## Task directions
Copy the data below exactly, but not the pictures it contains.

## Task inputs
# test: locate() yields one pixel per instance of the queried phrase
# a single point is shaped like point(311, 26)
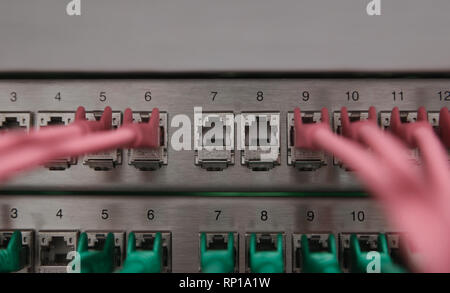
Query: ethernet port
point(15, 121)
point(259, 140)
point(44, 119)
point(337, 126)
point(396, 248)
point(317, 243)
point(405, 117)
point(213, 139)
point(53, 249)
point(302, 159)
point(27, 252)
point(150, 159)
point(145, 241)
point(433, 118)
point(265, 253)
point(107, 160)
point(219, 252)
point(97, 239)
point(367, 242)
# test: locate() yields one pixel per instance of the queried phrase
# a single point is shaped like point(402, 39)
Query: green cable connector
point(320, 262)
point(148, 261)
point(266, 261)
point(361, 262)
point(101, 261)
point(217, 261)
point(10, 258)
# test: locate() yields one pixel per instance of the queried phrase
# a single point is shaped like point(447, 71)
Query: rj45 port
point(45, 119)
point(301, 159)
point(104, 161)
point(259, 140)
point(150, 159)
point(214, 139)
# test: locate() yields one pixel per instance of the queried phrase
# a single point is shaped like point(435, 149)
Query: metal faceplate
point(179, 97)
point(232, 35)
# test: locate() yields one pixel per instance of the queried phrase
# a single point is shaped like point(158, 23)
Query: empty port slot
point(96, 241)
point(57, 118)
point(337, 126)
point(15, 120)
point(316, 242)
point(265, 243)
point(214, 139)
point(145, 240)
point(405, 117)
point(27, 252)
point(396, 249)
point(104, 161)
point(150, 159)
point(259, 140)
point(54, 247)
point(301, 159)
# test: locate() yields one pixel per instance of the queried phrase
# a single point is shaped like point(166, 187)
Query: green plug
point(266, 261)
point(149, 261)
point(361, 261)
point(320, 262)
point(96, 261)
point(10, 260)
point(217, 261)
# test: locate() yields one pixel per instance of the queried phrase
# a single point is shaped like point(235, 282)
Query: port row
point(151, 251)
point(257, 140)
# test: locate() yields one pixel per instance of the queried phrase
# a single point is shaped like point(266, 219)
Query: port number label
point(397, 95)
point(102, 96)
point(151, 215)
point(213, 95)
point(353, 96)
point(358, 216)
point(305, 96)
point(148, 96)
point(105, 214)
point(14, 213)
point(259, 96)
point(444, 96)
point(264, 216)
point(310, 215)
point(13, 96)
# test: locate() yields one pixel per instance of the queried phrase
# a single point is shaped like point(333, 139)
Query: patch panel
point(265, 252)
point(45, 119)
point(214, 140)
point(304, 160)
point(405, 117)
point(15, 120)
point(149, 159)
point(366, 252)
point(107, 160)
point(53, 249)
point(145, 241)
point(26, 253)
point(178, 99)
point(96, 242)
point(219, 252)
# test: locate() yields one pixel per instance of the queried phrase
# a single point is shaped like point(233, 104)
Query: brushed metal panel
point(180, 96)
point(233, 35)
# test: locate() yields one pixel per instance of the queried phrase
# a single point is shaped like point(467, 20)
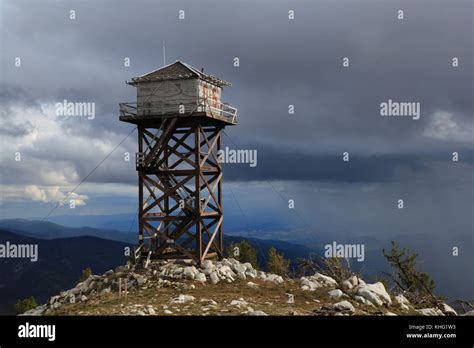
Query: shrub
point(86, 273)
point(417, 285)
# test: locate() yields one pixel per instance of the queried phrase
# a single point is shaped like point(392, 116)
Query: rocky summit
point(225, 287)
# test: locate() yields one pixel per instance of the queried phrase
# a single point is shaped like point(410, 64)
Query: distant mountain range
point(59, 266)
point(63, 241)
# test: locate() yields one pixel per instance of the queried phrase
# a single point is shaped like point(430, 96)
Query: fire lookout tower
point(179, 116)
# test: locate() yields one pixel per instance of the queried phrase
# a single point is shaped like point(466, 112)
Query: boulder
point(214, 278)
point(200, 277)
point(274, 278)
point(374, 293)
point(448, 310)
point(258, 313)
point(402, 302)
point(344, 306)
point(252, 285)
point(430, 312)
point(182, 299)
point(335, 294)
point(140, 280)
point(325, 280)
point(190, 272)
point(239, 303)
point(109, 273)
point(347, 285)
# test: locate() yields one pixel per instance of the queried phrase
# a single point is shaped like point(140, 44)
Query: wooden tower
point(179, 116)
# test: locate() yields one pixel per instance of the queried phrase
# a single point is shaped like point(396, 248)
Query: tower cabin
point(178, 89)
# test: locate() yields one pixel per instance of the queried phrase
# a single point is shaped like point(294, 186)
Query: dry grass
point(268, 297)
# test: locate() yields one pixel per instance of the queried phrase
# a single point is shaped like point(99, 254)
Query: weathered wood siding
point(161, 97)
point(211, 92)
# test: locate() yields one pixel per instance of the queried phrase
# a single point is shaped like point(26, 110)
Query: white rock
point(200, 277)
point(214, 278)
point(345, 305)
point(335, 294)
point(190, 272)
point(402, 302)
point(448, 310)
point(239, 303)
point(241, 276)
point(430, 312)
point(354, 280)
point(274, 278)
point(347, 285)
point(363, 300)
point(252, 285)
point(374, 293)
point(325, 280)
point(182, 299)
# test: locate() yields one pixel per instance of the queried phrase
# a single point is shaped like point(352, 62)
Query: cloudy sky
point(282, 62)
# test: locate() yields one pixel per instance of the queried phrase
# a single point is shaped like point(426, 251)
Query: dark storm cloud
point(282, 62)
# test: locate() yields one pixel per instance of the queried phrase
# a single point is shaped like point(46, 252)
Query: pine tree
point(25, 305)
point(417, 285)
point(276, 263)
point(243, 252)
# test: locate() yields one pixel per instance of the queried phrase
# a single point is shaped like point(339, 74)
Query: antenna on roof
point(164, 54)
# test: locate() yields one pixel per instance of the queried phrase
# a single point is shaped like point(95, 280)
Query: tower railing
point(160, 108)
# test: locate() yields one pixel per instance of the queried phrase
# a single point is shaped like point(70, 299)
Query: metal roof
point(177, 71)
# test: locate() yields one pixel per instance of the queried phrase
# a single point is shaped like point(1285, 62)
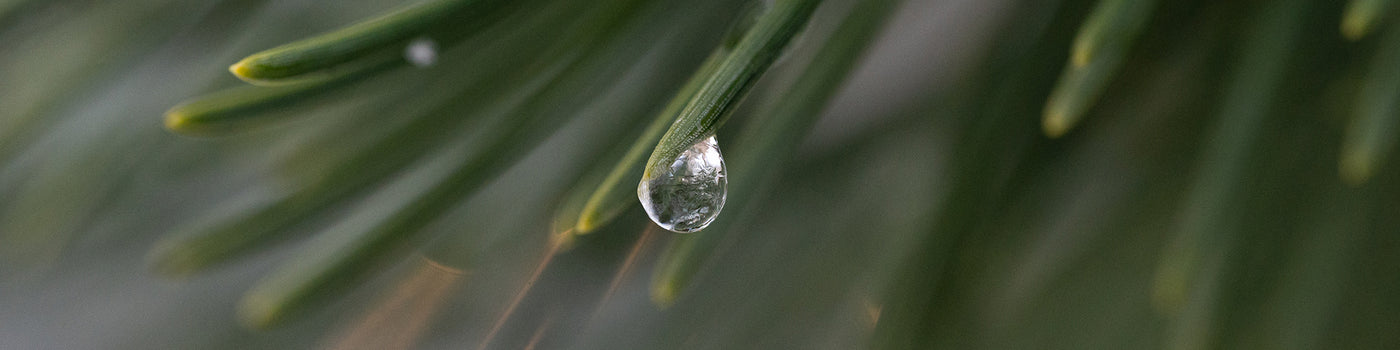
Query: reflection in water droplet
point(688, 195)
point(420, 52)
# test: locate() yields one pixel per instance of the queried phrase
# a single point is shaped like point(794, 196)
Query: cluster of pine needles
point(1116, 174)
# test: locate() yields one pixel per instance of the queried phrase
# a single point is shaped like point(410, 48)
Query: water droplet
point(420, 52)
point(689, 193)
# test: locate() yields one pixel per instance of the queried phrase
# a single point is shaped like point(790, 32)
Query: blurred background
point(1213, 177)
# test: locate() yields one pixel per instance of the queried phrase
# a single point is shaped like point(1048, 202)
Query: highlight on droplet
point(420, 52)
point(689, 193)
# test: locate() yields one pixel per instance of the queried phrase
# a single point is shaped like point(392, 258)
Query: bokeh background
point(924, 207)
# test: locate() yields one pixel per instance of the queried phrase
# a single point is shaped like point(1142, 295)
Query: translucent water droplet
point(420, 52)
point(688, 195)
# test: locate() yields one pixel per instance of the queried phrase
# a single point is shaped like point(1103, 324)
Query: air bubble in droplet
point(686, 195)
point(420, 52)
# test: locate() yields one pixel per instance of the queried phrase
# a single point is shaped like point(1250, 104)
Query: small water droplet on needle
point(689, 193)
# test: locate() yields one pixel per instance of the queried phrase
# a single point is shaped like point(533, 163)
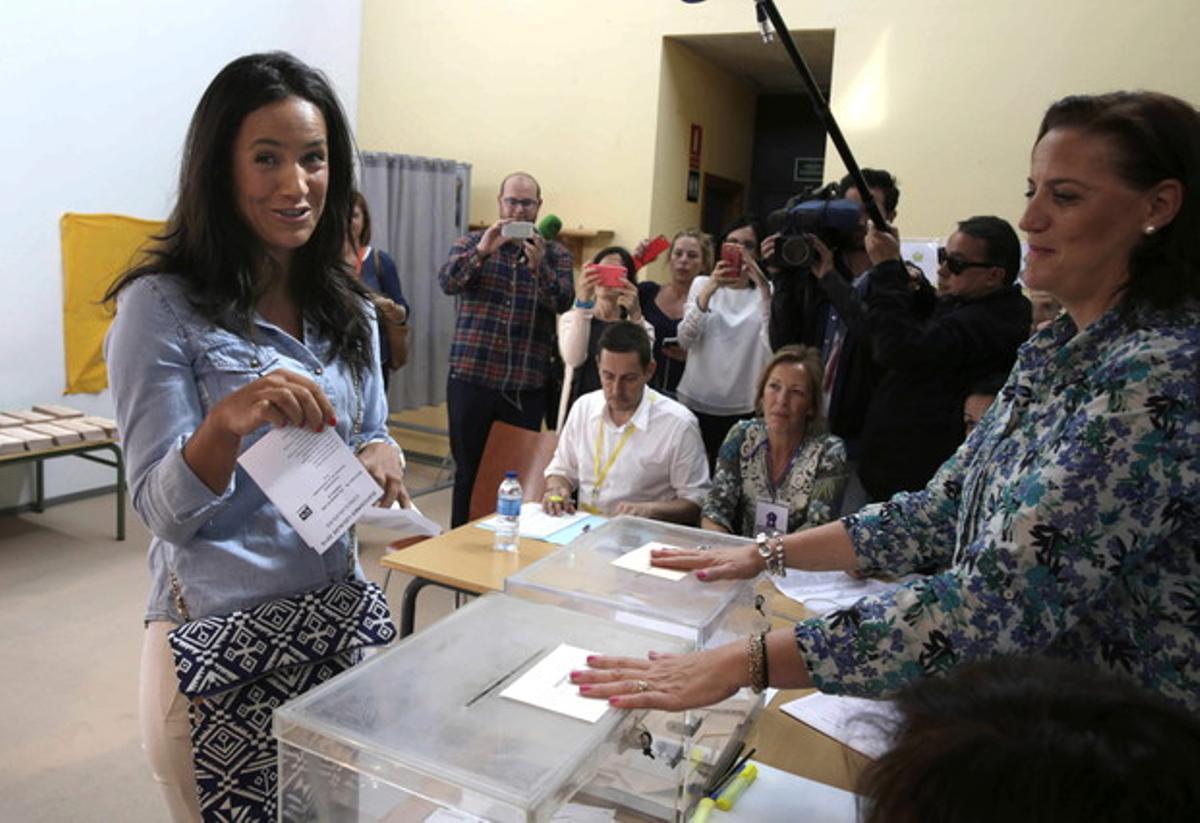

## Solution to this exercise
# test: locate() yields one pixel per instance of the queried phrase
# a single point is shaped like point(311, 26)
Query: ethernet port
point(15, 121)
point(259, 140)
point(44, 119)
point(337, 126)
point(396, 248)
point(317, 243)
point(405, 117)
point(213, 139)
point(53, 249)
point(302, 159)
point(27, 252)
point(150, 159)
point(145, 241)
point(433, 118)
point(265, 253)
point(107, 160)
point(219, 252)
point(97, 239)
point(367, 242)
# test: locate() yields one pixel per instance of the queried phrase
# a single point is shaped like point(402, 39)
Query: green cable connector
point(320, 262)
point(148, 261)
point(266, 261)
point(361, 262)
point(101, 261)
point(217, 261)
point(10, 258)
# test: locate() yields one pixel per instance of the queried phrase
# a single point is shaped like point(447, 71)
Query: rj45 port
point(45, 119)
point(301, 159)
point(104, 161)
point(259, 140)
point(150, 159)
point(214, 139)
# test: locate() yields one pixel per instance of the queried phrase
# a single point is shaped like point(435, 149)
Query: metal faceplate
point(179, 97)
point(232, 35)
# test: locate() yields one pixel per instance of the queried phrase
# a single point is shaped like point(158, 23)
Query: empty port slot
point(96, 241)
point(57, 118)
point(337, 126)
point(15, 120)
point(316, 242)
point(265, 243)
point(214, 139)
point(145, 240)
point(405, 117)
point(27, 252)
point(396, 249)
point(104, 161)
point(150, 159)
point(259, 140)
point(54, 247)
point(301, 159)
# test: locate() yields one pixel per instance of the queried phrase
# a single point is shaped like point(166, 187)
Query: green plug
point(266, 261)
point(149, 261)
point(361, 261)
point(320, 262)
point(96, 261)
point(10, 260)
point(217, 261)
# test: locate() yields one pixel per instance of the queried phrase
# a single point is shaped like point(235, 282)
Query: port row
point(151, 251)
point(257, 140)
# test: locate() yields one pixel per instance of the queried phrase
# a single point is shaped like point(266, 219)
Query: port number label
point(397, 95)
point(102, 96)
point(151, 215)
point(213, 95)
point(353, 96)
point(358, 216)
point(305, 96)
point(148, 96)
point(105, 214)
point(14, 213)
point(259, 96)
point(444, 96)
point(264, 216)
point(310, 215)
point(13, 96)
# test: locate() yields one pixel per instance of the queried phrase
# a single point is shaped like point(333, 139)
Query: patch panel
point(265, 252)
point(45, 119)
point(214, 140)
point(304, 160)
point(405, 117)
point(15, 120)
point(149, 159)
point(366, 252)
point(107, 160)
point(53, 249)
point(145, 241)
point(26, 253)
point(178, 99)
point(96, 242)
point(219, 252)
# test: locate() yields one pixel per instance of the queried phrase
# a single point is shaped like point(233, 104)
Query: brushed metal panel
point(180, 96)
point(233, 35)
# test: locate() yields one pixel per instance of the queried phrase
# a single point is shaped like point(467, 20)
Query: shrub
point(86, 273)
point(417, 285)
# test: locate() yields one pixel per instance of the queried phrase
# a single point is shaped like point(392, 116)
Query: rocky summit
point(225, 287)
# test: locate() yields one pixel per instance of the queried phrase
# a single point is shaped like point(410, 64)
Query: distant mountain range
point(59, 266)
point(63, 241)
# test: locate() yields one pixel per instance of the queried phrase
# a single point is shaped like point(430, 96)
Query: fire lookout tower
point(179, 116)
# test: locate() yields one pixel per instance of the queried phrase
# a single point is shaped like point(466, 112)
Query: boulder
point(214, 278)
point(200, 277)
point(274, 278)
point(374, 293)
point(448, 310)
point(258, 313)
point(402, 302)
point(344, 306)
point(252, 285)
point(430, 312)
point(182, 299)
point(335, 294)
point(140, 280)
point(325, 280)
point(190, 272)
point(239, 303)
point(109, 273)
point(347, 285)
# test: locate() yields one pixel per instance of the queried phrase
# a single point is shaped like point(140, 44)
Query: wooden tower
point(179, 116)
# test: locate() yields one pixel per instance of the queried phrase
# a single point is shaped like point(396, 248)
Query: tower cabin
point(178, 89)
# test: locate() yields one pixel per instance of the queried phrase
# a single point is shaped like point(294, 186)
Query: dry grass
point(268, 297)
# test: locate() yields one pixel per instance of the queried phrase
# a single point is shaped like point(99, 254)
Query: weathered wood siding
point(161, 97)
point(211, 92)
# test: locate() yields one pixel per instance of the queried phrase
# a single point is shaped like point(26, 110)
Query: white rock
point(200, 277)
point(214, 278)
point(345, 305)
point(335, 294)
point(190, 272)
point(402, 302)
point(448, 310)
point(239, 303)
point(241, 276)
point(430, 312)
point(354, 280)
point(274, 278)
point(347, 285)
point(363, 300)
point(252, 285)
point(374, 293)
point(325, 280)
point(182, 299)
# test: locate() yields one pixel per instance of the queried phrase
# a single point is shaped like point(352, 62)
Query: cloudy sky
point(282, 62)
# test: locate() yields one pixel per instance of the queried phrase
# a single point is shaped like point(426, 251)
Query: dark storm cloud
point(282, 62)
# test: locate() yields one pixel per instance of the queried phrase
# a single point is shaped like point(46, 252)
Query: pine tree
point(25, 305)
point(417, 285)
point(276, 263)
point(243, 252)
# test: locate() yields one pixel per instance of the queried phrase
# a single point is shaped like point(339, 74)
Query: antenna on roof
point(164, 54)
# test: locate() yields one pixel per instance of the queried phrase
# a single point is shaped like point(95, 280)
Query: tower railing
point(160, 108)
# test: locate() yields one pixel per instance of the queried phrase
# a single point is shaped like point(70, 299)
Query: metal roof
point(177, 71)
# test: locate() yields one pixel per instance of the queried phrase
# a single point is shaped like point(1285, 62)
Query: reflection in water droplet
point(688, 195)
point(420, 52)
# test: locate() yields one pixel per instance of the queried phrase
# a single point is shaped like point(794, 196)
Query: cluster of pine needles
point(1116, 174)
# test: locate() yields one pixel per instance of the queried phrase
# a single point is shaped like point(410, 48)
Query: water droplet
point(420, 52)
point(689, 193)
# test: locate() yields one pixel per instance of the queried phrase
# a single point is shaped like point(790, 32)
Query: blurred background
point(1213, 177)
# test: locate() yields one pixel per instance of the queried phrase
# a single point is shaped like point(1048, 202)
Query: highlight on droplet
point(420, 52)
point(689, 193)
# test: locate() yields one pixel per instance of the queried phrase
# a single point is shaped like point(392, 258)
Query: bokeh background
point(924, 207)
# test: locate() yields one pixel per instance of the queried phrase
# a single point is shaped like point(1142, 295)
Query: translucent water droplet
point(420, 52)
point(688, 195)
# test: locate() yields one pixel per instance of the queried phrase
# a single point is shaped like point(1103, 324)
Query: air bubble in droplet
point(686, 195)
point(420, 52)
# test: locate() yields one pixel per instance of the queried phrase
# a single point is shaped like point(1250, 104)
Query: small water droplet on needle
point(689, 193)
# test: locate() yields one pixel per instance of the queried phrase
# a single point is shaped like point(533, 163)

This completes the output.